▸ **WRITTEN EXERCISE**: Copy the material from its first line through the line holding "[[[360,276],[360,259],[347,259],[345,267],[345,275]]]", inclusive, substituting "railing" for "fence" and changing nothing else. Leave the pictures out.

▸ **DATA EXCERPTS**:
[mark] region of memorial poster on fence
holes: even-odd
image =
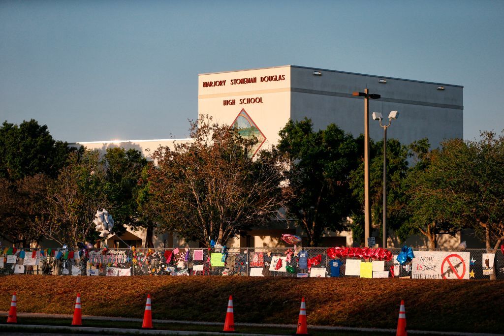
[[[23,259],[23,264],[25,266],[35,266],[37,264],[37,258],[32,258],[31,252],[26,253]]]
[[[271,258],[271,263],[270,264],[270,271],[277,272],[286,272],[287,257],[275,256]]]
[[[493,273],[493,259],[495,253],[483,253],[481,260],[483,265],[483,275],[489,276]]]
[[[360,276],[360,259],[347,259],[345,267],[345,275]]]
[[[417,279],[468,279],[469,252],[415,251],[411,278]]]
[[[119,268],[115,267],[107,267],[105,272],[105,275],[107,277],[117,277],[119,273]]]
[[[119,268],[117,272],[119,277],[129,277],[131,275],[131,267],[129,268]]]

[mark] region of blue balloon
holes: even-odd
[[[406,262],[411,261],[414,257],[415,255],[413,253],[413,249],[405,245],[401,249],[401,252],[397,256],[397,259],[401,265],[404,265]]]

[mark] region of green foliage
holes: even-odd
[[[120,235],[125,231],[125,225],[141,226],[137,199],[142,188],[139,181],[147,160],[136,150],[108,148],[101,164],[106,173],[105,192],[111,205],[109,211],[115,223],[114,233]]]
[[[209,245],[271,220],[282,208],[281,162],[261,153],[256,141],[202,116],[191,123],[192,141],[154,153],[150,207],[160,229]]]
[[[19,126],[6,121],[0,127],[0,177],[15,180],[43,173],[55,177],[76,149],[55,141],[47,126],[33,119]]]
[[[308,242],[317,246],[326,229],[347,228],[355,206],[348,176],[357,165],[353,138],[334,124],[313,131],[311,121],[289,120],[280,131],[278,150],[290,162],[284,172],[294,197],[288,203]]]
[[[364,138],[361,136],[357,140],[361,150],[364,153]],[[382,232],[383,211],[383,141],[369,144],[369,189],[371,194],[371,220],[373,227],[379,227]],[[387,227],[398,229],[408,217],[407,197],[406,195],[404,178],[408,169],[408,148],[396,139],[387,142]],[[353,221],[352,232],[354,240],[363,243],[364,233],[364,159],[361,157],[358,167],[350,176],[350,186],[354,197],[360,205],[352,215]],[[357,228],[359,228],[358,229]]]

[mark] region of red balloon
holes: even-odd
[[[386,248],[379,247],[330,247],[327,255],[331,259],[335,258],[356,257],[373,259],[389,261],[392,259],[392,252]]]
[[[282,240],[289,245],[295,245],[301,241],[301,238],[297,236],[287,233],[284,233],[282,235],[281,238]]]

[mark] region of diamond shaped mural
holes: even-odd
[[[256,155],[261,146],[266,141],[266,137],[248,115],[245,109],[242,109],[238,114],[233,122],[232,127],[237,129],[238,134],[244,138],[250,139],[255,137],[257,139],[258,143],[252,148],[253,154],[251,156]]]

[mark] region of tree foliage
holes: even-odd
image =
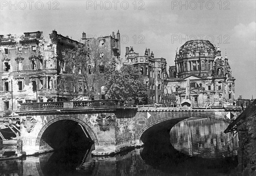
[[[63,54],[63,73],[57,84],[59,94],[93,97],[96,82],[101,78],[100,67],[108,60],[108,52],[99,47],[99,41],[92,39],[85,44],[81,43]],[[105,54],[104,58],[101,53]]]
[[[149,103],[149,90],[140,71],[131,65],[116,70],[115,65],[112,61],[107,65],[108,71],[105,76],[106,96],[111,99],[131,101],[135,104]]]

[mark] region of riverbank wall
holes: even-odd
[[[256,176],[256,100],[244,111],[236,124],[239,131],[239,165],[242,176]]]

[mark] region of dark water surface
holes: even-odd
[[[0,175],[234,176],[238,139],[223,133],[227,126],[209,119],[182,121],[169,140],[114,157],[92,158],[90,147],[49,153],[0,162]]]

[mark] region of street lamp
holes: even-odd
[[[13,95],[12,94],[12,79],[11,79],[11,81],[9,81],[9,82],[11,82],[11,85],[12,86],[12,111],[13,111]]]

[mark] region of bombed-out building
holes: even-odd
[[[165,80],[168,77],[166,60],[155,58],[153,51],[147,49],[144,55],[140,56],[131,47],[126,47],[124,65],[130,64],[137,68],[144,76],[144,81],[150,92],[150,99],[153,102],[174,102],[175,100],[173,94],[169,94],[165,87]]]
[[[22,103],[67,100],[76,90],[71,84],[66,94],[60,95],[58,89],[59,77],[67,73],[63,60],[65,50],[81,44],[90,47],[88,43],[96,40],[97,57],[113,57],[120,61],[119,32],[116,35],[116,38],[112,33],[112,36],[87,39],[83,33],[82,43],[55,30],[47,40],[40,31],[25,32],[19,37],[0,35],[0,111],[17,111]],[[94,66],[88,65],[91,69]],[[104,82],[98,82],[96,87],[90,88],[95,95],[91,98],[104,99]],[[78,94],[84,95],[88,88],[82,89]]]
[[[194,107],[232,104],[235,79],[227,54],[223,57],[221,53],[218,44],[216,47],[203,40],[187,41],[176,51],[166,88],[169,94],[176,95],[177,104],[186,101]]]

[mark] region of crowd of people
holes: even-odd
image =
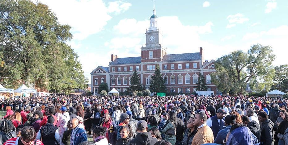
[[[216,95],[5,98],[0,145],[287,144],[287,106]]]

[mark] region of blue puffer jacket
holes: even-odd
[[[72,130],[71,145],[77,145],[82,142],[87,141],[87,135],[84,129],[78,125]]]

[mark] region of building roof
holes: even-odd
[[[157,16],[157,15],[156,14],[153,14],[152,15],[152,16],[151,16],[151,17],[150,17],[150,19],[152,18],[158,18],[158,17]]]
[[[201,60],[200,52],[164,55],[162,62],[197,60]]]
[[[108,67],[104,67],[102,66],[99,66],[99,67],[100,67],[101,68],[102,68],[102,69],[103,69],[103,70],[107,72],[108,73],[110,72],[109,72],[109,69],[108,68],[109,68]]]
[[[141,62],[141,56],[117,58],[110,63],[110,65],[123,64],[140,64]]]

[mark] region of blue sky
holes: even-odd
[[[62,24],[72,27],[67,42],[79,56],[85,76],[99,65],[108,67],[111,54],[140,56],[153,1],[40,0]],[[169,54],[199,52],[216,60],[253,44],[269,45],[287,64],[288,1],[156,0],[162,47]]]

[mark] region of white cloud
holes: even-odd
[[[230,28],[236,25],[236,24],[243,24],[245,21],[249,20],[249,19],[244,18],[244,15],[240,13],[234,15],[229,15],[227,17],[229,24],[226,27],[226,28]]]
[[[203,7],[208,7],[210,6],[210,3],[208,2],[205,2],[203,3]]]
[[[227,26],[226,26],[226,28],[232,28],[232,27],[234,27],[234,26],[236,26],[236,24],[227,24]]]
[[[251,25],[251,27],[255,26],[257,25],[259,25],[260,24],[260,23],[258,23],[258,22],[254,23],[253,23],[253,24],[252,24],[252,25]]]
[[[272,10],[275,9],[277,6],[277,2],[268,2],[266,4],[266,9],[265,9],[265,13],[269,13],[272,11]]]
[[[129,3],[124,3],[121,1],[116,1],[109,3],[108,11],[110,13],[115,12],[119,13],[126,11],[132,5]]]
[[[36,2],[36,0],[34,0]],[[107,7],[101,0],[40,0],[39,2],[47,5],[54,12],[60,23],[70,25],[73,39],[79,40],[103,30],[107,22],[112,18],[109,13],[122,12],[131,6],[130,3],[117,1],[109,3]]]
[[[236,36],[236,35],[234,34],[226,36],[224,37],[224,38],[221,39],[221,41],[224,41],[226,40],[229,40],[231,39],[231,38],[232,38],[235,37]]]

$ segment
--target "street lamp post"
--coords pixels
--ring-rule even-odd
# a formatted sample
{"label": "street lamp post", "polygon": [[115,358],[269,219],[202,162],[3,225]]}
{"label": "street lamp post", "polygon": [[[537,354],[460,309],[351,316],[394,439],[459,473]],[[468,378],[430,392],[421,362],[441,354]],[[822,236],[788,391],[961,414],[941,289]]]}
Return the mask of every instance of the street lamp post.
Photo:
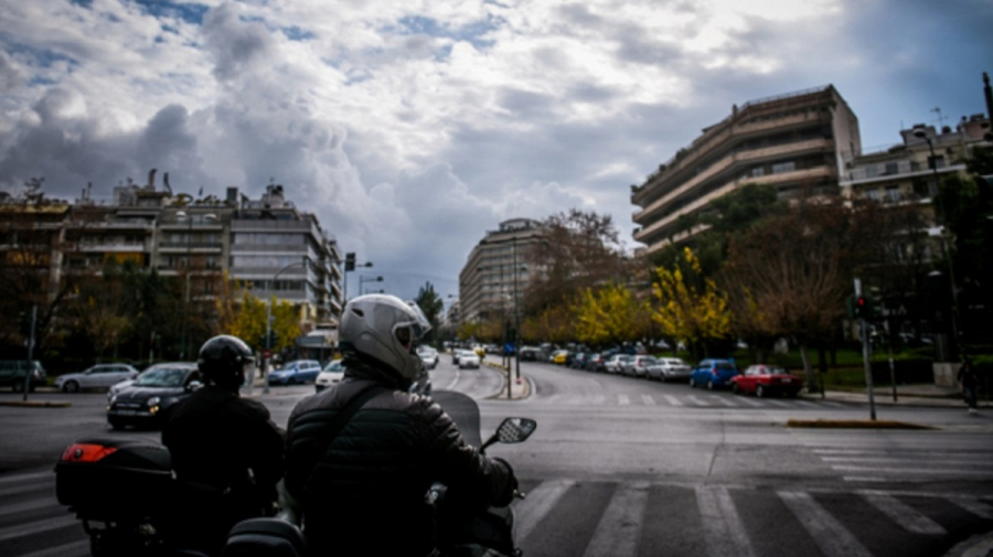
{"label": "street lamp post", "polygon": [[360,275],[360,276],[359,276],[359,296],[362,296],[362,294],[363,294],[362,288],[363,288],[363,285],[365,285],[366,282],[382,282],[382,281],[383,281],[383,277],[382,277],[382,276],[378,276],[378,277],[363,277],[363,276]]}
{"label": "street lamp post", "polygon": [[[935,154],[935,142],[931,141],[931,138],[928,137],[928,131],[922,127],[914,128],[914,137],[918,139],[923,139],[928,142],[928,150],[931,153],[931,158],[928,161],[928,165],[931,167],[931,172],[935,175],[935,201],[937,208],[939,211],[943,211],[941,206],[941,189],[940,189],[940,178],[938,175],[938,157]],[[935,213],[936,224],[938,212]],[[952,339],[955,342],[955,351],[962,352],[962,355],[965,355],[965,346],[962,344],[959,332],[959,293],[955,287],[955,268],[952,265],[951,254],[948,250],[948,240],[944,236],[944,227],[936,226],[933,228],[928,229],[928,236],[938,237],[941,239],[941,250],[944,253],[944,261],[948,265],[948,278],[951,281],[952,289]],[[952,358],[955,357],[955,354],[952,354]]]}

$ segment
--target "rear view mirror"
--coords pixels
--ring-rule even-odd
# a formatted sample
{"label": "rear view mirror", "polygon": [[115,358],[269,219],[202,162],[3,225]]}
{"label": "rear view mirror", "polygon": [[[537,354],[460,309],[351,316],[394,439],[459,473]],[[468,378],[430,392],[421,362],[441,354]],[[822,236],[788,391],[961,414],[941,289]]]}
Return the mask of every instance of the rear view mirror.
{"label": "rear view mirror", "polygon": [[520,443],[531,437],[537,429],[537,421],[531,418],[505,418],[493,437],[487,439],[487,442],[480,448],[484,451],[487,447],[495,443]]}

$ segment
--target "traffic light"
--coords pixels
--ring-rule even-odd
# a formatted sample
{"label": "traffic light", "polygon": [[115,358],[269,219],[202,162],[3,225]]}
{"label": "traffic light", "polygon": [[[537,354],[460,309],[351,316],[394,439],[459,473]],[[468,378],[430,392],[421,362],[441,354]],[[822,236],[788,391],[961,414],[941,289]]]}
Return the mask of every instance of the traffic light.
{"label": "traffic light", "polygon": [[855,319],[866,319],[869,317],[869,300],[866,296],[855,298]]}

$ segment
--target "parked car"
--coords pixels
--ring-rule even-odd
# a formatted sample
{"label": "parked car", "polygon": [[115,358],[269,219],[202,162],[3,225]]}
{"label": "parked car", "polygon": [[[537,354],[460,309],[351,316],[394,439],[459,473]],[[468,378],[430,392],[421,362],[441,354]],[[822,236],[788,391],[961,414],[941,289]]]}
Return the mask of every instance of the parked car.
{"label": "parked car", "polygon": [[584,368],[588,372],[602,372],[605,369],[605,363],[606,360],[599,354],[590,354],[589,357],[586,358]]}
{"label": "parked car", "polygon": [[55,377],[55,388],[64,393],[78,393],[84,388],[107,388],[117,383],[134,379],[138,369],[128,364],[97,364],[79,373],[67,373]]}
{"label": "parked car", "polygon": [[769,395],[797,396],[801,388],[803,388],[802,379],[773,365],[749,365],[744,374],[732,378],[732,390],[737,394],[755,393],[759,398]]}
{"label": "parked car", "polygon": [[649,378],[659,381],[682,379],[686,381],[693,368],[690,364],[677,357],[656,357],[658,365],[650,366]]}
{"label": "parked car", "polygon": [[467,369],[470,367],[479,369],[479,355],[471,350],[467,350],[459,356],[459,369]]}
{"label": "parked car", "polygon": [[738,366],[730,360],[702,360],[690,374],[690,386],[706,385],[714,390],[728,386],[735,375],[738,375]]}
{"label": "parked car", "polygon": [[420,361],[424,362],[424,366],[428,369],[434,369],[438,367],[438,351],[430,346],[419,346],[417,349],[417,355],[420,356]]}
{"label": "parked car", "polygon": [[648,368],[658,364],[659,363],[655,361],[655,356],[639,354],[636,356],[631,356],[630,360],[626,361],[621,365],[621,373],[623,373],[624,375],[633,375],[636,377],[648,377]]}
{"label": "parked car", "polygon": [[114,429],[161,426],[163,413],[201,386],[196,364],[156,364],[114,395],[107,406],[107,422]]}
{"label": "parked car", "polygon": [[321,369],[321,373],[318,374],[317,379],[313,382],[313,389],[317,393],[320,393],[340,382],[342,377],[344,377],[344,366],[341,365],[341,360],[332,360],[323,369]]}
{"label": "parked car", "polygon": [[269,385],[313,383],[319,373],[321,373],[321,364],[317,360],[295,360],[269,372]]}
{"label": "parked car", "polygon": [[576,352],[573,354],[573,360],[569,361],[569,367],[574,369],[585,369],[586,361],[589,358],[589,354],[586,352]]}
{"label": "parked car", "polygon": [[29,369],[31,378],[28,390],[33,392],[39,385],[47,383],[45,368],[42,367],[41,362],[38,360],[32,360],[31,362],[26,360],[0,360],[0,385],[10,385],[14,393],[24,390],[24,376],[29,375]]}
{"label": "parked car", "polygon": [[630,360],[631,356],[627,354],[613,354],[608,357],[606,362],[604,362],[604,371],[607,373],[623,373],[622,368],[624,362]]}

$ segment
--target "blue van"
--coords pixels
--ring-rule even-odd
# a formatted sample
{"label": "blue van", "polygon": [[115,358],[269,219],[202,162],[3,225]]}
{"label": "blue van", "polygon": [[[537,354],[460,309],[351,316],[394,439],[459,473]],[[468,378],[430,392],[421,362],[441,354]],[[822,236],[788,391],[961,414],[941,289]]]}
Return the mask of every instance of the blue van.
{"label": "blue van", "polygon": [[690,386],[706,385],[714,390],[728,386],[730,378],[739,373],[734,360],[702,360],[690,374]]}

▸ **EXPECTED OUTPUT**:
[mark] region of memorial poster on railing
holes: even-odd
image =
[[[23,259],[23,264],[25,266],[35,266],[37,264],[37,258],[32,258],[31,252],[26,253]]]
[[[271,258],[271,263],[270,264],[270,271],[277,272],[286,272],[287,257],[275,256]]]
[[[493,273],[493,259],[495,253],[483,253],[481,260],[483,265],[483,275],[489,276]]]
[[[360,276],[360,259],[347,259],[345,267],[345,275]]]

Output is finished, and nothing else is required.